Written task - Starting at the line that holds "this sample: (446,178).", copy every line exactly through the end of the data, and no others.

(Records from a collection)
--------------------------------

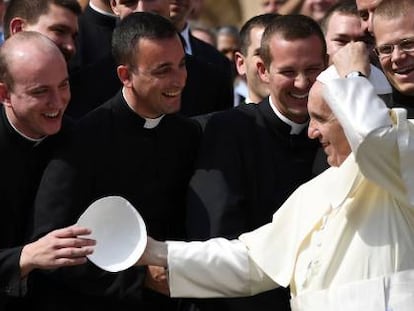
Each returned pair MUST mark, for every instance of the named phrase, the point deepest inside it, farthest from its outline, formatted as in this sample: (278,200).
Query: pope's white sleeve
(381,139)
(214,268)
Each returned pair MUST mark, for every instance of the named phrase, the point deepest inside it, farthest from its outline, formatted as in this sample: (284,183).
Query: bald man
(34,96)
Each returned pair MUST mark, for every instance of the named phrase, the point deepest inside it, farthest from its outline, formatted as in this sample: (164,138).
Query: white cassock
(342,241)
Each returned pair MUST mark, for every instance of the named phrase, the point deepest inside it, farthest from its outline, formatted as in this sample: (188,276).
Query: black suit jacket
(209,53)
(23,163)
(207,89)
(94,38)
(110,153)
(248,165)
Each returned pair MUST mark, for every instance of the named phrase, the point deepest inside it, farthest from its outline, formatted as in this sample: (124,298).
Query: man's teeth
(404,70)
(172,94)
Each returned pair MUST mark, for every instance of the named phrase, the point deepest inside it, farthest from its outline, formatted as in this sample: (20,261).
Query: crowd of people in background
(246,137)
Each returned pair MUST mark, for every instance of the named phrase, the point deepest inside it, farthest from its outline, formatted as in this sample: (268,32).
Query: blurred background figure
(228,41)
(312,8)
(272,6)
(316,8)
(3,4)
(250,88)
(204,33)
(83,3)
(196,10)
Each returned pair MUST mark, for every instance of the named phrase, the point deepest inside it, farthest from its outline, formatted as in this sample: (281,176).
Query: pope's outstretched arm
(213,268)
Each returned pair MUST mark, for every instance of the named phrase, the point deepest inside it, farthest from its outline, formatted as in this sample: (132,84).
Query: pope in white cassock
(342,241)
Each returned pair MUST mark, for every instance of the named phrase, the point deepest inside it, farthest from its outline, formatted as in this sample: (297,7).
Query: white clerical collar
(103,12)
(185,33)
(295,128)
(149,123)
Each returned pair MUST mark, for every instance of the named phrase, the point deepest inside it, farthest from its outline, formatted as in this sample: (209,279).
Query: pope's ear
(240,63)
(124,75)
(263,72)
(16,25)
(4,94)
(114,7)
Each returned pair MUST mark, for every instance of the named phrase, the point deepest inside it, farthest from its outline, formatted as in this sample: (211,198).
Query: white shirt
(350,226)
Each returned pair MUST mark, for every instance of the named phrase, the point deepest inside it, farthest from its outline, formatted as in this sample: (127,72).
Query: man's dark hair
(290,28)
(31,10)
(262,21)
(345,7)
(136,26)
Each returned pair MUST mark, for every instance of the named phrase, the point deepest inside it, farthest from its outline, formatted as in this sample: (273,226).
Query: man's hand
(157,280)
(58,248)
(352,57)
(155,254)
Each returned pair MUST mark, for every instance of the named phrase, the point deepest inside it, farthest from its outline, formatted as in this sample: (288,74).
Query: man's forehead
(367,4)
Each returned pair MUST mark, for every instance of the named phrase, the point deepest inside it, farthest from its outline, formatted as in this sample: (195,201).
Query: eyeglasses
(385,50)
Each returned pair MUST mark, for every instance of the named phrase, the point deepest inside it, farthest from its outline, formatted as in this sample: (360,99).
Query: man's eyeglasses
(385,50)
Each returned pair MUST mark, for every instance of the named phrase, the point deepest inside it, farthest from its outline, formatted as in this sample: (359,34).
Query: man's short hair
(290,27)
(391,9)
(262,21)
(31,10)
(136,26)
(345,7)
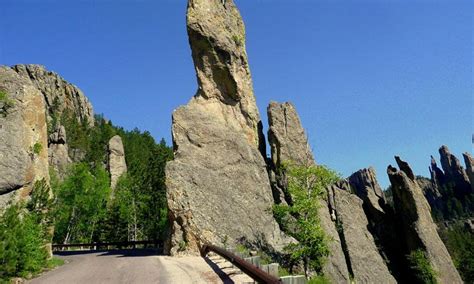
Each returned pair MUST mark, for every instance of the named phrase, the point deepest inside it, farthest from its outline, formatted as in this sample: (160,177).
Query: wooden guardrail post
(251,270)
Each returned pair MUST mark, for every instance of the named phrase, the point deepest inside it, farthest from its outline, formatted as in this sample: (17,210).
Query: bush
(5,103)
(307,186)
(37,148)
(22,243)
(421,267)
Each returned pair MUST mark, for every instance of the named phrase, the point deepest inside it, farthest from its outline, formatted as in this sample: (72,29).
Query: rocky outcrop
(23,137)
(365,186)
(469,161)
(117,165)
(218,188)
(366,263)
(417,225)
(58,151)
(287,138)
(430,190)
(454,172)
(59,95)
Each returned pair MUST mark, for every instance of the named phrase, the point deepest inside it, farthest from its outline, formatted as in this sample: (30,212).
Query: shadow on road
(118,253)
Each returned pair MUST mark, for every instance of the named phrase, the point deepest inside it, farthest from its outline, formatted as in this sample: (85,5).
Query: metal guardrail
(251,270)
(98,245)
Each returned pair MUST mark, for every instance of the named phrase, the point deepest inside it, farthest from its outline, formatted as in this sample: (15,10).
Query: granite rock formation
(366,263)
(417,226)
(23,137)
(116,165)
(289,144)
(59,95)
(218,188)
(58,151)
(288,141)
(469,162)
(454,172)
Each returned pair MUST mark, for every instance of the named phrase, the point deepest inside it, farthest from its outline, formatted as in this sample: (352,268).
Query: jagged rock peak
(23,137)
(469,161)
(405,167)
(58,136)
(218,177)
(59,94)
(365,184)
(454,172)
(58,151)
(419,230)
(286,135)
(116,164)
(217,38)
(363,257)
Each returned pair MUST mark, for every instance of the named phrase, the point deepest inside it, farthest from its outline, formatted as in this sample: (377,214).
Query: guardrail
(251,270)
(114,244)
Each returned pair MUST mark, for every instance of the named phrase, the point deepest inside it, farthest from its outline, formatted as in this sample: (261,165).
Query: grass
(6,102)
(37,148)
(54,262)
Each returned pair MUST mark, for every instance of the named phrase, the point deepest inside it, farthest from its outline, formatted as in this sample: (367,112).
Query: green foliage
(37,148)
(81,204)
(5,103)
(238,40)
(307,186)
(54,262)
(24,232)
(137,209)
(460,244)
(320,279)
(421,267)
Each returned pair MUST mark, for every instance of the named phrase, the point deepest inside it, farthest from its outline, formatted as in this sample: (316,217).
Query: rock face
(23,137)
(58,151)
(59,95)
(366,263)
(218,188)
(116,163)
(365,186)
(469,161)
(454,172)
(288,141)
(418,227)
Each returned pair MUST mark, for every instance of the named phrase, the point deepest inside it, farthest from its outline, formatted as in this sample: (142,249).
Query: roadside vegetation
(24,235)
(307,186)
(87,210)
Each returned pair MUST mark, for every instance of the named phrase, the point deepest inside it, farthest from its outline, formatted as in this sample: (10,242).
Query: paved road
(132,266)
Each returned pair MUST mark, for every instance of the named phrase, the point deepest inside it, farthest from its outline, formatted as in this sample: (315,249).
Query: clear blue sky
(370,79)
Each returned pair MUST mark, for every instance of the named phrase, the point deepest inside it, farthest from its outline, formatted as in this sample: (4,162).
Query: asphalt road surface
(130,266)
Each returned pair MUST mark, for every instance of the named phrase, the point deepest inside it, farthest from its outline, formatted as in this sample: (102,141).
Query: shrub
(22,243)
(307,186)
(37,148)
(5,103)
(421,267)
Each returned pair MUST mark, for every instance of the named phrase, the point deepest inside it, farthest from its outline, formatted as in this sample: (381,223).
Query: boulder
(23,137)
(418,229)
(469,161)
(218,188)
(117,165)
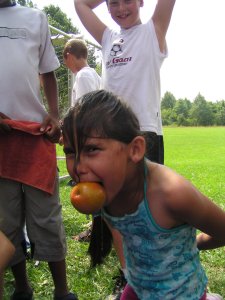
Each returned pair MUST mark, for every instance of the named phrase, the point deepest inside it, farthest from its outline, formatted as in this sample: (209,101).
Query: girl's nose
(79,169)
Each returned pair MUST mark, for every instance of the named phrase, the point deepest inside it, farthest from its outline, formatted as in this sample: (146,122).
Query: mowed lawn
(196,153)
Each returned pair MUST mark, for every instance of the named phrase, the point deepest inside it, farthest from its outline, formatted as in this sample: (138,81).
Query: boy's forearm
(51,93)
(90,3)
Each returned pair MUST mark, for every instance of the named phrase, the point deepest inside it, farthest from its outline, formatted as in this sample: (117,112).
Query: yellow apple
(88,197)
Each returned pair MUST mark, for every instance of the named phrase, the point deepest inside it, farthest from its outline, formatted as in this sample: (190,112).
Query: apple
(88,197)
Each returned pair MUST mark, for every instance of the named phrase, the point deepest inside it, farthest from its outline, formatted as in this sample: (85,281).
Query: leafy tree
(220,113)
(27,3)
(168,101)
(57,18)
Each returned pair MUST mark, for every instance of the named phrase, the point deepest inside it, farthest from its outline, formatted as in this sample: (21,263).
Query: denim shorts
(20,203)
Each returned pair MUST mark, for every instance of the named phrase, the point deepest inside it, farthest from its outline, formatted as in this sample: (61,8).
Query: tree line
(183,112)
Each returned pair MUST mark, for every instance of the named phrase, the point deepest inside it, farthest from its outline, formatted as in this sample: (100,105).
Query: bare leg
(21,279)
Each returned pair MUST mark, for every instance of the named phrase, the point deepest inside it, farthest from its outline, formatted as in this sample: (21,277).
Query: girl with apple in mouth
(156,210)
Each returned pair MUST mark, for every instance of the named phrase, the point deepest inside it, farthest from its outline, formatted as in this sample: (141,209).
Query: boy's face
(126,13)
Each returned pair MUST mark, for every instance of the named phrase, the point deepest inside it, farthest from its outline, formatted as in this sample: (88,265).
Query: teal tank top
(161,264)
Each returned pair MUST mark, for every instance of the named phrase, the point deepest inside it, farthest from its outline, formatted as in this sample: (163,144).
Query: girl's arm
(161,19)
(188,205)
(91,22)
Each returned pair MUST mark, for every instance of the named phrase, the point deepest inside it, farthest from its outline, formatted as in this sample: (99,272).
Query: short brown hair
(77,48)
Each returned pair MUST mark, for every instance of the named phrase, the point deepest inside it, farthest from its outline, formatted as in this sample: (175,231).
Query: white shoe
(212,296)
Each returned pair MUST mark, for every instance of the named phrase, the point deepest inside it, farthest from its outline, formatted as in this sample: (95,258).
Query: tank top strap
(145,181)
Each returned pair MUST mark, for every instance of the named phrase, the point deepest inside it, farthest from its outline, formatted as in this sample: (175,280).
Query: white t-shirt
(86,80)
(25,51)
(131,69)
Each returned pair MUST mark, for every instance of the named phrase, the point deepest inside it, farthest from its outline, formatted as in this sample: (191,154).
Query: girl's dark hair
(101,114)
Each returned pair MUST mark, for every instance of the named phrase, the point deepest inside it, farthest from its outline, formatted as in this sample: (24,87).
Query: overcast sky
(196,43)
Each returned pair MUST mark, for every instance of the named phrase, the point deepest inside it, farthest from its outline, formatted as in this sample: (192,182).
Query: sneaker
(120,282)
(212,296)
(22,295)
(69,296)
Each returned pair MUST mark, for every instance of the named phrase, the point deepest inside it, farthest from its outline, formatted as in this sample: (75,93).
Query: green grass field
(196,153)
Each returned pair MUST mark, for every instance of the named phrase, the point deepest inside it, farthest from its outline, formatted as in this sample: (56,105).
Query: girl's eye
(90,149)
(68,151)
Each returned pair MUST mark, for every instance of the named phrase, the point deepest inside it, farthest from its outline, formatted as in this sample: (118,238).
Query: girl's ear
(137,149)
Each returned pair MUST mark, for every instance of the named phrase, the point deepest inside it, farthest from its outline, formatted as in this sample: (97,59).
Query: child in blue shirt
(156,210)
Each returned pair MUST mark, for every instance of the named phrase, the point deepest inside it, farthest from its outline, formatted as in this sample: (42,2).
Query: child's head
(75,54)
(103,114)
(126,13)
(97,120)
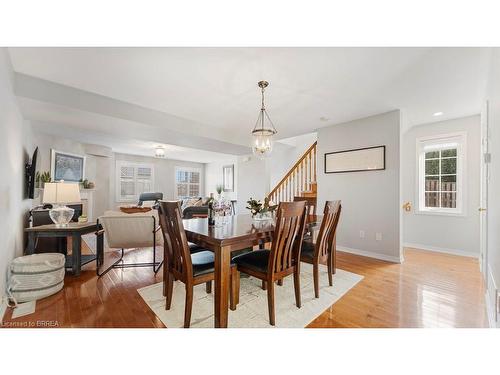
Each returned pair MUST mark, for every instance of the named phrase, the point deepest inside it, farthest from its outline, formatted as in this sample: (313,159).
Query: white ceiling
(216,88)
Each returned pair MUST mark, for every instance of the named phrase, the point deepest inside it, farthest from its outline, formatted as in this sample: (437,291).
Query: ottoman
(36,276)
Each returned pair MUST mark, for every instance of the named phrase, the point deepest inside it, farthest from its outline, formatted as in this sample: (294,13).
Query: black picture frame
(354,150)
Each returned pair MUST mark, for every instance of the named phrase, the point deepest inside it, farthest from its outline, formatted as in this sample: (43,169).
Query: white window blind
(187,182)
(440,174)
(132,179)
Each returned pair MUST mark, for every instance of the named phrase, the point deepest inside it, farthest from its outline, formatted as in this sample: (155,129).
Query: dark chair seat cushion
(256,260)
(307,251)
(203,262)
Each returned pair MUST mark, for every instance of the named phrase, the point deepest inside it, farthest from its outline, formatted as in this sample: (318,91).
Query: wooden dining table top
(236,227)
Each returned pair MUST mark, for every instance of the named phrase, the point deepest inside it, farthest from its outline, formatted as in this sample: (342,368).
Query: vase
(262,216)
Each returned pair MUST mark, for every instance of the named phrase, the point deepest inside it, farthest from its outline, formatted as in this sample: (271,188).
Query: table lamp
(59,194)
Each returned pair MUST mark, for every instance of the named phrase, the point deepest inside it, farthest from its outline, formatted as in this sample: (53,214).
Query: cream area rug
(252,310)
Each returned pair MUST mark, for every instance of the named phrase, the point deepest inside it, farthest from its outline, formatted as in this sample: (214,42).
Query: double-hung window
(441,173)
(132,179)
(187,182)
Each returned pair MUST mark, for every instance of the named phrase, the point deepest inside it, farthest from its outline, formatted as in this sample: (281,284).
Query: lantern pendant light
(263,134)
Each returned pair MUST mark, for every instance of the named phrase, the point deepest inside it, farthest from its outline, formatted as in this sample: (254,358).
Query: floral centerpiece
(261,211)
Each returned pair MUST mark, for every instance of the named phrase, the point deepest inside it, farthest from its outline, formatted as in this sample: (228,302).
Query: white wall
(214,176)
(15,150)
(253,181)
(457,234)
(493,97)
(370,200)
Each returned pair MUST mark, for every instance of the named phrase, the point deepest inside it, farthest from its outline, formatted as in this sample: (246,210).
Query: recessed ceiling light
(160,152)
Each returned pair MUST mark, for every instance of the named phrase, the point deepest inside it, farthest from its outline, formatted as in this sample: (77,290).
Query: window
(440,174)
(187,182)
(133,179)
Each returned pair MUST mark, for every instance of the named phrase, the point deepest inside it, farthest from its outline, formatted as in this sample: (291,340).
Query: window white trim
(135,165)
(188,169)
(425,144)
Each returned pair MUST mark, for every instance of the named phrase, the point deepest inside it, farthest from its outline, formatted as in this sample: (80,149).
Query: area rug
(252,310)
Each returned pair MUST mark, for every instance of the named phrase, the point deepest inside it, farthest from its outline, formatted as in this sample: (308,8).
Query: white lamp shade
(61,193)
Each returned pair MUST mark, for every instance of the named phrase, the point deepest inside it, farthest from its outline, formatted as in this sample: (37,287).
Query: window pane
(431,167)
(449,183)
(432,183)
(127,172)
(431,200)
(182,190)
(449,166)
(194,177)
(432,154)
(450,152)
(182,176)
(449,200)
(194,190)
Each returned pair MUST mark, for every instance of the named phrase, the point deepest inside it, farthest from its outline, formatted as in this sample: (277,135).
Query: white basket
(36,276)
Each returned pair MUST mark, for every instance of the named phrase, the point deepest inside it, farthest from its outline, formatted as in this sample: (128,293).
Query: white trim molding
(491,300)
(369,254)
(444,250)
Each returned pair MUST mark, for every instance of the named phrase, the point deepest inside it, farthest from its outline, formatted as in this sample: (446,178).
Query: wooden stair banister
(299,179)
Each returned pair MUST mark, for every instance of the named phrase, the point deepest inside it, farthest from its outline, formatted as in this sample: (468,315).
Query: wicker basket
(36,276)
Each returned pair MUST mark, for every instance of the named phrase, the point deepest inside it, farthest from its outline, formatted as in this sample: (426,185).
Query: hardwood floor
(427,290)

--------------------------------

Full response -
Each returned pair MUST mark, for every instance of the named phrase, the point deepest inside it, farthest from its outline, formatted as in this sample: (446,178).
Query: wooden stair banister
(299,179)
Each returned pair MUST mark, for every instance of the named phrase, the point deepest inside it, farthest from its outline, formatted as in this sample: (468,315).
Query: wicker basket
(36,276)
Each returned pair MUST mark, for every instance of the named phrase, the point deepest inside it, farthest from its outline, formatted as in this sample: (426,185).
Query: hardwood floor
(427,290)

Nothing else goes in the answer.